[Data listing]
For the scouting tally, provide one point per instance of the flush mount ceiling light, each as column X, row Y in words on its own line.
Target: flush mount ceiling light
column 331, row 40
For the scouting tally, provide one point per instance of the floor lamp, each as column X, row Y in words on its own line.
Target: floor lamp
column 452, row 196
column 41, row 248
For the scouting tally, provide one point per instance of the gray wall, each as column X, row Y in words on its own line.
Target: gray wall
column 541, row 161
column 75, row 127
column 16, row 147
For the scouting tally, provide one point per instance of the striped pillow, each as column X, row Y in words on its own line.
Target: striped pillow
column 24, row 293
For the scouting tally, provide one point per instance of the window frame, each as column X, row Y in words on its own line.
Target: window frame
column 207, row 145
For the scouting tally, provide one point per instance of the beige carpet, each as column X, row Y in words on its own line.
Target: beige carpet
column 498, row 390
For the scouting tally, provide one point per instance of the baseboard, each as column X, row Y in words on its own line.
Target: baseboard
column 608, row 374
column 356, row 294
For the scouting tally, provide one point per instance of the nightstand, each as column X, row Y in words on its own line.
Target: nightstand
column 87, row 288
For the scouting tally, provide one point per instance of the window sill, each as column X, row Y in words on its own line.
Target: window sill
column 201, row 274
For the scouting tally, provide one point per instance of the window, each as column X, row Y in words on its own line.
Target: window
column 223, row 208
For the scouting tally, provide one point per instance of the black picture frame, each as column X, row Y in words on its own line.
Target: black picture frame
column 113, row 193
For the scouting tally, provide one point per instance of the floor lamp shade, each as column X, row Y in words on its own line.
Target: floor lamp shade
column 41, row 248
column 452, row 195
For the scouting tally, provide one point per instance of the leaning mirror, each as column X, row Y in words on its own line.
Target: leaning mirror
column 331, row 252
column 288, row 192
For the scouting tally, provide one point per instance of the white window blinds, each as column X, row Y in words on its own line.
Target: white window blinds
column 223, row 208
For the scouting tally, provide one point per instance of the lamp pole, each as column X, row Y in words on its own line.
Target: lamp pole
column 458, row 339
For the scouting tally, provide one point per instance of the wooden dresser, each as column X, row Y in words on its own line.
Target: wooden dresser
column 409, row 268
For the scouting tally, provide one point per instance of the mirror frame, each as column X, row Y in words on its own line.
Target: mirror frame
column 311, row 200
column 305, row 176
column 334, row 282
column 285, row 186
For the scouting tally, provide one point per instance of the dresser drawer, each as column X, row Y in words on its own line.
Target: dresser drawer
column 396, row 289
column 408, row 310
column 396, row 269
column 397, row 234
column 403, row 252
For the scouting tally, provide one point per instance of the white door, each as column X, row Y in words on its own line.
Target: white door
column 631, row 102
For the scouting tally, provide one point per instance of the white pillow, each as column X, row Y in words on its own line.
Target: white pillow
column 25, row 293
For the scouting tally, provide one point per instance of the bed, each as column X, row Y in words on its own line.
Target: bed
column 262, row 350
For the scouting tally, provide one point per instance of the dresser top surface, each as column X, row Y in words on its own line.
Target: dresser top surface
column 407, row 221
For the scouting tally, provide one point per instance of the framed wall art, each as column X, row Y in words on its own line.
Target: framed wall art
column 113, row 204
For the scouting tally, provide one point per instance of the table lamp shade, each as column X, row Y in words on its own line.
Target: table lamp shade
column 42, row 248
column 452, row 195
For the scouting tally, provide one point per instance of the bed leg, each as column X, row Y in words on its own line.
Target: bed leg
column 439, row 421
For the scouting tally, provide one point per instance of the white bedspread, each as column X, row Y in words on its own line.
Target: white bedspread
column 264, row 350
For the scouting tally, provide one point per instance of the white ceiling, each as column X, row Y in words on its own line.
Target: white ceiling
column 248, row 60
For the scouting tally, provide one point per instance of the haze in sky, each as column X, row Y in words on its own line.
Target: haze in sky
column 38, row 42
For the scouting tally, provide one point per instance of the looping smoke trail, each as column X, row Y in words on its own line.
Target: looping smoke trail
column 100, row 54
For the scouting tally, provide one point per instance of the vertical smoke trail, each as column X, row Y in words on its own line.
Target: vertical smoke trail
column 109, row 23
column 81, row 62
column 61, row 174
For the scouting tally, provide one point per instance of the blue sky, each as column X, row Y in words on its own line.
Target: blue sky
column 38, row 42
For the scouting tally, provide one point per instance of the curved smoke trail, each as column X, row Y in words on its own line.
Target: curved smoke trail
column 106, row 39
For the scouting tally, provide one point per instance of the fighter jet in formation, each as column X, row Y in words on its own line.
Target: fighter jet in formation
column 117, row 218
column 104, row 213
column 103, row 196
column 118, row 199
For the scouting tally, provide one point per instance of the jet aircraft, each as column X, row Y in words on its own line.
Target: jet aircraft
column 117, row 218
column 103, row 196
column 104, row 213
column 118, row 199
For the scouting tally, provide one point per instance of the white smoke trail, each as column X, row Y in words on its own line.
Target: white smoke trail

Work required => Retype, unchanged, the lines of the items above from the line that contains "white bedspread, each" through the line that contains "column 106, row 39", including both of those lines.

The response =>
For the scouting tally, provide one point per instance of the white bedspread, each as column X, row Y in words on its own line.
Target: white bedspread
column 264, row 350
For the scouting tally, provide one point per instance of the white ceiling, each as column X, row Y in words on its own line.
Target: white ceiling
column 248, row 60
For the scouting tally, provide one point per instance of the haze in sky, each as column X, row Y in words on its own line.
Target: haze in sky
column 38, row 42
For the scouting tally, provide one point per instance of the looping smoke trail, each as column X, row Y in words on its own line.
Target: looping smoke trail
column 100, row 54
For the scouting tally, provide one point per instance of the vertical smoke trail, each as column X, row Y in words on its own line.
Target: vertical smoke trail
column 109, row 23
column 81, row 62
column 61, row 174
For the scouting tally, provide one point per instance of the blue sky, each as column X, row Y in words on its own line.
Target: blue sky
column 38, row 42
For the scouting tally, provide one point per instance of the curved smoke trail, each as column X, row Y in words on its own line.
Target: curved smoke trail
column 106, row 39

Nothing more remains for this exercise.